Available records:
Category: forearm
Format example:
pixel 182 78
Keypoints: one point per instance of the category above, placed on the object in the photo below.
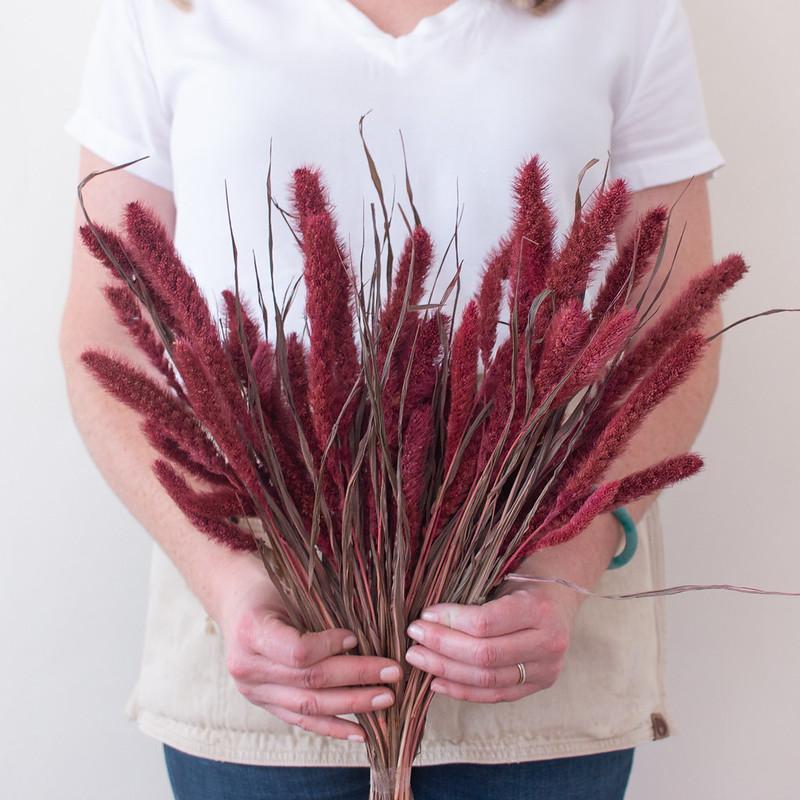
pixel 124 457
pixel 669 430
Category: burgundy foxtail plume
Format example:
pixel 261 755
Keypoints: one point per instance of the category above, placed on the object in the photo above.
pixel 686 311
pixel 668 373
pixel 658 477
pixel 631 265
pixel 333 361
pixel 463 379
pixel 131 386
pixel 235 346
pixel 196 508
pixel 531 237
pixel 591 234
pixel 490 295
pixel 129 314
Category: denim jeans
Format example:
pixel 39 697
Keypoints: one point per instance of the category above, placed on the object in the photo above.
pixel 603 776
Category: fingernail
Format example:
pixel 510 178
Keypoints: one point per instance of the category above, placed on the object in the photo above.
pixel 382 700
pixel 389 674
pixel 416 631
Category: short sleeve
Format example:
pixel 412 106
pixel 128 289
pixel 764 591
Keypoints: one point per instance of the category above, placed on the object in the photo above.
pixel 661 135
pixel 120 115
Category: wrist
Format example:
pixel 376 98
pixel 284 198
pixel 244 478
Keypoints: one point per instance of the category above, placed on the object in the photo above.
pixel 239 578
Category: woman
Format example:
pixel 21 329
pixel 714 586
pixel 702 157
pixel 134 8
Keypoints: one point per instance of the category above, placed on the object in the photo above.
pixel 243 703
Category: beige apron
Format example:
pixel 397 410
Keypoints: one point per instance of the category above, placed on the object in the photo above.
pixel 610 694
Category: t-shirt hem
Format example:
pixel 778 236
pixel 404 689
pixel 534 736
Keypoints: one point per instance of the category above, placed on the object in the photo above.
pixel 703 158
pixel 95 135
pixel 262 749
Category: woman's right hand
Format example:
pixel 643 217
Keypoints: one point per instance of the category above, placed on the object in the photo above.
pixel 303 679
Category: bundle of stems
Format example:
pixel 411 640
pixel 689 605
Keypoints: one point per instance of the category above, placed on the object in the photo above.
pixel 390 460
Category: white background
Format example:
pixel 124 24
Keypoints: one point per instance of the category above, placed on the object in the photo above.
pixel 73 568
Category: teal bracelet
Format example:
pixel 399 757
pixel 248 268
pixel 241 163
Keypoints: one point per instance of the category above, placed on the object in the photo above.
pixel 631 538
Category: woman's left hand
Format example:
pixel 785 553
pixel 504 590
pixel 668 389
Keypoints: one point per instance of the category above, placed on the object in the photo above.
pixel 474 650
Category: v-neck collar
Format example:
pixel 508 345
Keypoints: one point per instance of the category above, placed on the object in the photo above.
pixel 427 30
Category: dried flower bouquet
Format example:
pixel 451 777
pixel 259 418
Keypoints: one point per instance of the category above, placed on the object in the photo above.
pixel 394 460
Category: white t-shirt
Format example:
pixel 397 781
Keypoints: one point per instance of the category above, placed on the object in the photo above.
pixel 475 89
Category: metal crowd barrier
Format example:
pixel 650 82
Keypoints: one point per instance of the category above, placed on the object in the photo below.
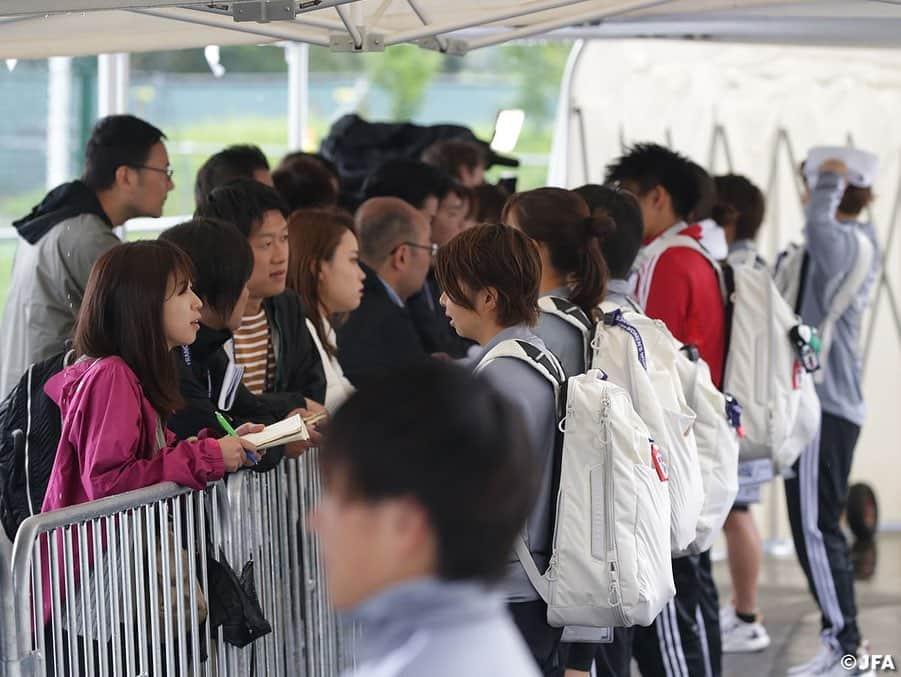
pixel 121 598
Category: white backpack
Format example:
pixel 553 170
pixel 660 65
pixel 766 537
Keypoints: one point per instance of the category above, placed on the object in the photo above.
pixel 718 446
pixel 762 371
pixel 790 273
pixel 715 438
pixel 610 562
pixel 648 375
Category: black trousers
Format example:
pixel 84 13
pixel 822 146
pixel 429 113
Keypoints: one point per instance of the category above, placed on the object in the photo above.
pixel 542 639
pixel 816 498
pixel 611 660
pixel 684 640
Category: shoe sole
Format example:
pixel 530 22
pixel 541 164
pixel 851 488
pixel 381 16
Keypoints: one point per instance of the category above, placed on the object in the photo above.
pixel 748 648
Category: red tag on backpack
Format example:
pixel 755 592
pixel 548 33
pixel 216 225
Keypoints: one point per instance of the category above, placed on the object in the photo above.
pixel 659 463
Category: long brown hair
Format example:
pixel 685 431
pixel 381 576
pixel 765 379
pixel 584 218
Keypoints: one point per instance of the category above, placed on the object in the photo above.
pixel 562 221
pixel 122 314
pixel 313 237
pixel 495 256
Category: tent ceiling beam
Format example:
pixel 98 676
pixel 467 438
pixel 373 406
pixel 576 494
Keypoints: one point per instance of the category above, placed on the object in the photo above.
pixel 487 18
pixel 229 7
pixel 569 20
pixel 353 30
pixel 282 33
pixel 829 31
pixel 424 18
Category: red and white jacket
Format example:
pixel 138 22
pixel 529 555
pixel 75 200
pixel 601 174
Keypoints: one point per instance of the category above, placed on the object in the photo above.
pixel 678 285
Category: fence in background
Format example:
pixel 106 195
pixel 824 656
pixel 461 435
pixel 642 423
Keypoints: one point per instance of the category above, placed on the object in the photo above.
pixel 131 584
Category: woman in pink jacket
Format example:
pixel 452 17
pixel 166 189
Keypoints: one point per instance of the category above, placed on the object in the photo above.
pixel 138 306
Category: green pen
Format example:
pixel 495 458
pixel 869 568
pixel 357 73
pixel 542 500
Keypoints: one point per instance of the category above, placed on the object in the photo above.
pixel 226 426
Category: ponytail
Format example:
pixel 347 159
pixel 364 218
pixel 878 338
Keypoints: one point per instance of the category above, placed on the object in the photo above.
pixel 561 220
pixel 590 285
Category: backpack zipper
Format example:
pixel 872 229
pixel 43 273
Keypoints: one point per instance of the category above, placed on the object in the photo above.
pixel 613 590
pixel 552 562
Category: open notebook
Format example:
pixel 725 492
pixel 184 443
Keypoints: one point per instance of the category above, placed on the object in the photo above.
pixel 292 429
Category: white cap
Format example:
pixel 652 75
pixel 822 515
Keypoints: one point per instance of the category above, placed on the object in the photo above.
pixel 862 166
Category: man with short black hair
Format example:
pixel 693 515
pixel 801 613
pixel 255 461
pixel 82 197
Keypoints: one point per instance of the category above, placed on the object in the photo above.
pixel 680 287
pixel 273 344
pixel 428 480
pixel 440 199
pixel 243 161
pixel 395 253
pixel 126 175
pixel 462 160
pixel 304 182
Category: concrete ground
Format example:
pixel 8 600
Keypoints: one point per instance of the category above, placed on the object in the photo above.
pixel 792 618
pixel 793 621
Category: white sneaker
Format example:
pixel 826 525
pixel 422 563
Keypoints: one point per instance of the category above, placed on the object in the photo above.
pixel 824 657
pixel 832 663
pixel 739 636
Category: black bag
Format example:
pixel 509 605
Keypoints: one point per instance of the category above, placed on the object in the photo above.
pixel 233 602
pixel 358 147
pixel 26 458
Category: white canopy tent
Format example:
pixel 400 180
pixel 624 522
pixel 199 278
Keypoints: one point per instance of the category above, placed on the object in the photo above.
pixel 42 28
pixel 756 110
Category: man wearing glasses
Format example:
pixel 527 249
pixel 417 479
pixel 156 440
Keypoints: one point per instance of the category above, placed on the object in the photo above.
pixel 396 253
pixel 126 175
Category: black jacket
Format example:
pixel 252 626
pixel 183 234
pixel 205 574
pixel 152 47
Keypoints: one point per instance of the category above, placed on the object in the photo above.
pixel 298 369
pixel 378 336
pixel 61 203
pixel 433 325
pixel 201 369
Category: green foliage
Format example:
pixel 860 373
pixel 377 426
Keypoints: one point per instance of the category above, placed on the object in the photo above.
pixel 537 68
pixel 404 71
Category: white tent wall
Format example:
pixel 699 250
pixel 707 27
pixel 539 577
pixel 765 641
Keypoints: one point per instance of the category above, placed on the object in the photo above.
pixel 756 110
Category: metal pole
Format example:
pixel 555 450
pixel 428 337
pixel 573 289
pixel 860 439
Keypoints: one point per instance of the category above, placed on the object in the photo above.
pixel 59 93
pixel 298 57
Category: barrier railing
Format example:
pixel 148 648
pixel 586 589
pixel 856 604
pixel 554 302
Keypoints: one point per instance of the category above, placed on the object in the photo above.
pixel 131 584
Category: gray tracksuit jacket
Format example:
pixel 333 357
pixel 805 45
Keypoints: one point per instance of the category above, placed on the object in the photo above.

Given problem:
Quote the lines from the start of the records through the line holding "pixel 129 314", inclusive, leaving the pictures out of your answer.

Result of this exercise:
Category: forearm
Format example:
pixel 182 78
Keypoints: one point per instance of the category above, placed on the object in the photo below.
pixel 124 457
pixel 669 430
Category: burgundy foxtail plume
Format example:
pixel 261 755
Keypoints: one point per instance of the category above, placed on the object in the photo above.
pixel 686 311
pixel 668 373
pixel 658 477
pixel 631 265
pixel 333 361
pixel 463 379
pixel 131 386
pixel 235 346
pixel 196 508
pixel 531 237
pixel 591 234
pixel 490 295
pixel 129 314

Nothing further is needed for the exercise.